* _Your instructions_
Please lay out the listing below as a Markdown table with the columns No. and Line, giving each non-blank line its own numbered row.

* _Input material_
━━━━━━━━━━
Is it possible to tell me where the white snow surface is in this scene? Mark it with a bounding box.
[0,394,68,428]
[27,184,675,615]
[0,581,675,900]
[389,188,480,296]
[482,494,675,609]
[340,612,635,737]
━━━━━━━━━━
* _Result of this exercise_
| No. | Line |
|---|---|
| 1 | Is it possible to tell me where the white snow surface is in this scene? Mark it with a bounding box. |
| 2 | [0,394,68,428] |
| 3 | [27,184,675,615] |
| 4 | [0,581,675,900] |
| 5 | [389,188,480,296] |
| 6 | [482,494,675,609] |
| 7 | [340,612,635,737] |